BEGIN Supplied passage
It was a book, of all things, that turned renowned physics professor Gerd Ganteför into a pariah in 2010. In a lecture series, he had examined climate change and critically discussed the theories behind it. He later turned the lectures into a book whose title stated his conclusion plainly: Klima – Der Weltuntergang findet nicht statt (Climate – the end of the world is not happening).
Speaking to Statement, Ganteför argues that climate change is real and should be taken seriously, but that panic, apocalyptic rhetoric and radical decarbonization demands have pushed parts of the debate beyond what science can support.
Gerd Ganteför grew up in Dortmund. He began studying physics at the University of Münster in 1977 and graduated in 1984 with a degree in astrophysics. In 1989, he completed his doctorate at the University of Bielefeld.
From 1991, he worked at Forschungszentrum Jülich, where he completed his habilitation on nanoparticles in 1996. From 1997 until his retirement in 2022, he was a professor at the University of Konstanz. From 2008 to 2011, he held a research professorship at Johns Hopkins University, and from 2011 to 2018 he taught energy and climate at the Thurgau University of Teacher Education.
He also explored his research field, nanoparticles, in the popular science book Alles Nano oder was? For the book, he received the Literature Prize of the German Chemical Industry Fund in 2014.
Gerd Ganteför lives in Landschlacht, part of the Swiss municipality of Münsterlingen. He is a member of Netzwerk Wissenschaftsfreiheit, the Network for Academic Freedom. Alongside his teaching and research, he has published numerous scientific and popular science works, as well as many videos on YouTube.
Statement: Professor Ganteför, you take a critical view of the climate debate. Where do you personally draw the line between justified climate concern and climate panic?
Gerd Ganteför: It is easy to see that it is getting warmer by looking at the glaciers in the Alps. Calculating a global average temperature is complicated, but the result is clear: it is getting warmer. I also accept that CO₂ is the main cause. There is methane and there are other greenhouse gases, but CO₂ is decisive because of the enormous quantities involved.
For me, the line is crossed when we ask how bad it will get. That is where the exaggeration becomes excessive, especially with so-called tipping points. We are told that from 1.5C, the Gulf Stream will stop, Greenland will suddenly thaw and sea levels will rise by several meters. Panic-driven claims like that do not withstand sober scientific scrutiny.
Statement: Climate change is real, but the communication around it is distorted?
Gerd Ganteför: Exactly. The main report by the Intergovernmental Panel on Climate Change is very long, technical and difficult to understand. In the summaries for policymakers, in which politicians and non-governmental organizations are involved, statements are presented more sharply. Uncertainties are turned into certainties and risks into scenarios of doom.
One example is warm-water corals. It is claimed that at 1.5C of warming, almost all warm-water corals would die. If you look at the Earth’s history, corals also existed in much warmer periods. There are adaptation problems, but the blanket panic claim is not scientifically sound.
END Supplied passage
BEGIN Extracted entries
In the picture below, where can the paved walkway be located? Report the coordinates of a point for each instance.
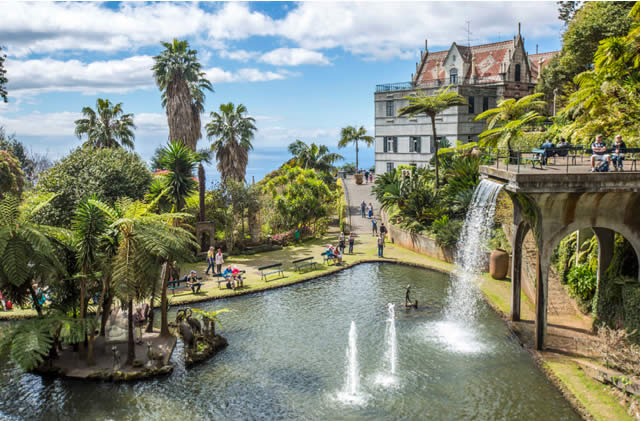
(356, 194)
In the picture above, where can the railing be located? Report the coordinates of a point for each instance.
(399, 86)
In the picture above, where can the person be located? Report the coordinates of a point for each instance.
(219, 261)
(383, 231)
(138, 322)
(380, 246)
(210, 259)
(548, 151)
(619, 149)
(192, 282)
(352, 240)
(599, 153)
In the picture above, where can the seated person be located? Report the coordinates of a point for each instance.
(192, 281)
(548, 151)
(619, 149)
(599, 153)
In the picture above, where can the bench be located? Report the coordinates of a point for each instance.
(264, 270)
(300, 263)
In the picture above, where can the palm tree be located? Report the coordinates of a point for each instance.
(180, 162)
(508, 120)
(350, 134)
(26, 247)
(107, 126)
(432, 106)
(143, 238)
(233, 132)
(179, 76)
(314, 156)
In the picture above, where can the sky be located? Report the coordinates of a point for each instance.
(303, 70)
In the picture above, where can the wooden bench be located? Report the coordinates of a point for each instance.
(300, 263)
(264, 270)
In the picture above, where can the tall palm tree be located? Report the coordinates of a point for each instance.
(432, 106)
(232, 132)
(314, 156)
(179, 76)
(350, 134)
(507, 121)
(180, 162)
(107, 126)
(26, 247)
(143, 238)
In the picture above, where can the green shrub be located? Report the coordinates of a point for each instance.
(582, 282)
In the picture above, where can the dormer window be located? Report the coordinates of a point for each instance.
(453, 76)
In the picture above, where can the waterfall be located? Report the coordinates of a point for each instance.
(391, 354)
(471, 254)
(351, 390)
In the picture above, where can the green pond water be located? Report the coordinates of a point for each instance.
(287, 359)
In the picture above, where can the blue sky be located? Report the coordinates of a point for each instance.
(303, 70)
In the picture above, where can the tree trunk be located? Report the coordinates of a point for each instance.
(435, 147)
(164, 322)
(131, 345)
(36, 304)
(202, 186)
(357, 156)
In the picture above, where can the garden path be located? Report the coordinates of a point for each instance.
(355, 194)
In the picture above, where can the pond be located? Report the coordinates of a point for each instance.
(287, 359)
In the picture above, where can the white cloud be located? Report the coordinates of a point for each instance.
(47, 75)
(293, 57)
(239, 55)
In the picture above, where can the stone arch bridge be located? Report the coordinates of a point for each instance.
(552, 204)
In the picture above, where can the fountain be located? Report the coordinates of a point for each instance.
(388, 376)
(351, 390)
(459, 331)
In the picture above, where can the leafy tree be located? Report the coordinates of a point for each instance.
(179, 77)
(108, 173)
(350, 135)
(11, 176)
(26, 247)
(313, 156)
(3, 77)
(299, 196)
(432, 106)
(180, 162)
(508, 120)
(592, 23)
(232, 132)
(107, 126)
(143, 238)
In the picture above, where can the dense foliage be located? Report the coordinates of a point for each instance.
(107, 173)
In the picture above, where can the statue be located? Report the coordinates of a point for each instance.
(116, 358)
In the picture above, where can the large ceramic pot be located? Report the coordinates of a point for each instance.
(498, 264)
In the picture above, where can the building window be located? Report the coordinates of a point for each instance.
(391, 112)
(453, 76)
(390, 144)
(415, 144)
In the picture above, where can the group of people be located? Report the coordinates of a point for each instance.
(366, 210)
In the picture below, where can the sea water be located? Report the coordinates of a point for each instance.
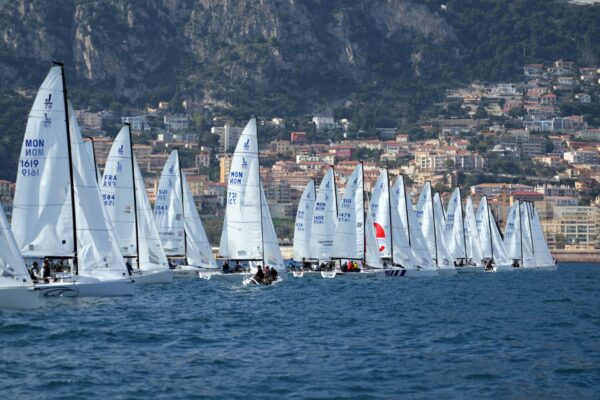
(528, 334)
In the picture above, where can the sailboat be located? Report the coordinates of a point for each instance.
(543, 257)
(249, 234)
(124, 194)
(178, 222)
(411, 254)
(323, 223)
(58, 210)
(302, 227)
(354, 237)
(457, 237)
(430, 216)
(16, 286)
(524, 238)
(474, 250)
(493, 251)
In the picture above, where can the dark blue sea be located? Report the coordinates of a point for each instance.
(519, 335)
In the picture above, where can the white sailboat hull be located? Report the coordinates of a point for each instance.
(152, 277)
(470, 269)
(408, 273)
(503, 268)
(19, 297)
(219, 275)
(86, 287)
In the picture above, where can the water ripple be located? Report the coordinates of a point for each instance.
(519, 335)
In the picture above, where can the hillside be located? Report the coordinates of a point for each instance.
(286, 56)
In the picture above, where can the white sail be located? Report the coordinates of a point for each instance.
(152, 255)
(455, 234)
(348, 242)
(43, 213)
(513, 234)
(324, 219)
(528, 259)
(244, 229)
(543, 257)
(116, 187)
(89, 146)
(418, 244)
(303, 224)
(380, 214)
(168, 211)
(223, 250)
(198, 249)
(491, 241)
(272, 255)
(98, 253)
(445, 259)
(403, 254)
(472, 238)
(13, 271)
(42, 216)
(430, 218)
(372, 256)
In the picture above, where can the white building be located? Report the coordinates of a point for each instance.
(322, 123)
(176, 122)
(228, 136)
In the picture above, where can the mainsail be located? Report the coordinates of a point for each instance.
(303, 224)
(250, 232)
(168, 208)
(324, 219)
(349, 239)
(198, 249)
(52, 172)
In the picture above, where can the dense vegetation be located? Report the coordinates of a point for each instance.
(307, 57)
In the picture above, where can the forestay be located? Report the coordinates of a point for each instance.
(13, 271)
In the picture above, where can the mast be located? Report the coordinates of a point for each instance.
(434, 227)
(462, 217)
(387, 175)
(262, 229)
(182, 204)
(362, 171)
(71, 174)
(137, 233)
(520, 230)
(406, 209)
(530, 206)
(94, 156)
(334, 191)
(487, 206)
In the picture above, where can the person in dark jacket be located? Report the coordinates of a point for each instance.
(259, 277)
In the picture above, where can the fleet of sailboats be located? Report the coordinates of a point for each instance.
(125, 198)
(63, 209)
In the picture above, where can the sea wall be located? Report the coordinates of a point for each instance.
(583, 256)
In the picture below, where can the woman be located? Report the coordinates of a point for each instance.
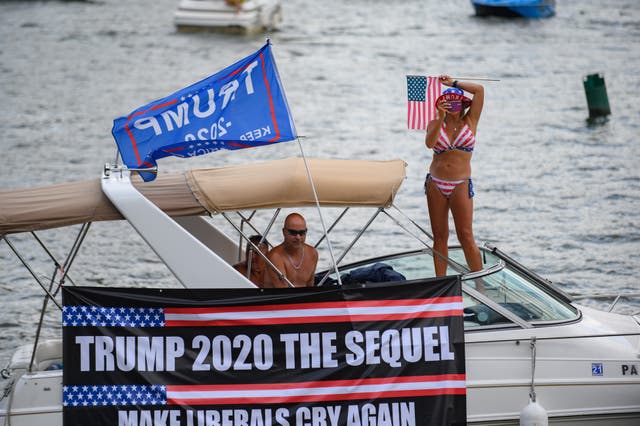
(448, 184)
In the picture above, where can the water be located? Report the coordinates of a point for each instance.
(558, 194)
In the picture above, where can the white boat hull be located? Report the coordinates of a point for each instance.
(255, 16)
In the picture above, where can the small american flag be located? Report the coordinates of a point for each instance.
(422, 93)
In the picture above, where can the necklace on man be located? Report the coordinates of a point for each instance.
(297, 267)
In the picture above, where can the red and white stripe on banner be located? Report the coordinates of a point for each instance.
(302, 313)
(330, 390)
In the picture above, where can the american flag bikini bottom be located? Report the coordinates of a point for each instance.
(446, 187)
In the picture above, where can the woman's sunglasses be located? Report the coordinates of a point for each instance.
(294, 232)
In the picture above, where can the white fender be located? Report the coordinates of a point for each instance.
(534, 415)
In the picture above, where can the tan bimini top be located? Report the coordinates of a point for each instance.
(279, 183)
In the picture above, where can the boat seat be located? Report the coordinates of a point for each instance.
(376, 273)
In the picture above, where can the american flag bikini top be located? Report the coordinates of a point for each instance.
(465, 141)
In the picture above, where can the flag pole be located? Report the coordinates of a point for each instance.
(462, 78)
(324, 226)
(476, 78)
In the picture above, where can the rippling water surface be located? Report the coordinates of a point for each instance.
(558, 194)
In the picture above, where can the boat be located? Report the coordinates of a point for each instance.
(523, 336)
(234, 16)
(515, 8)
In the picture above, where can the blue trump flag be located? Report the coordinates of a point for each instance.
(242, 106)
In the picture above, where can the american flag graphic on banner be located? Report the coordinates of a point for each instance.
(422, 93)
(198, 355)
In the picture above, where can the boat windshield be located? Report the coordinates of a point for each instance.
(506, 290)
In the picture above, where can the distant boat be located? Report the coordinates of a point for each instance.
(515, 8)
(239, 16)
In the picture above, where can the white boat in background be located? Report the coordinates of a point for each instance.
(522, 335)
(246, 16)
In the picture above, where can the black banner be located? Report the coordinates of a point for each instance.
(389, 355)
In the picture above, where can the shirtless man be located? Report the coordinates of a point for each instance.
(294, 258)
(257, 262)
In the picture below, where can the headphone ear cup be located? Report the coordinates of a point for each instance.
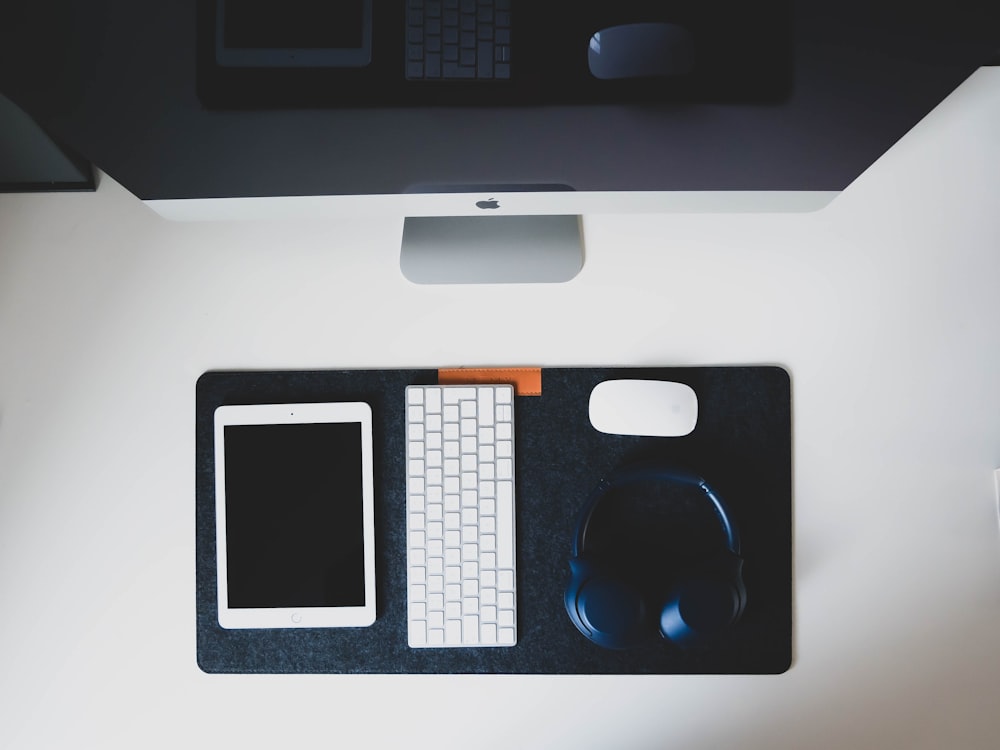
(605, 609)
(700, 609)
END Extracted entries
** What to work on **
Extract the portion of the Gerd Ganteför interview starting at "From 1991, he" and ending at "Fund in 2014.", copying it word for word.

** Task answer **
From 1991, he worked at Forschungszentrum Jülich, where he completed his habilitation on nanoparticles in 1996. From 1997 until his retirement in 2022, he was a professor at the University of Konstanz. From 2008 to 2011, he held a research professorship at Johns Hopkins University, and from 2011 to 2018 he taught energy and climate at the Thurgau University of Teacher Education.
He also explored his research field, nanoparticles, in the popular science book Alles Nano oder was? For the book, he received the Literature Prize of the German Chemical Industry Fund in 2014.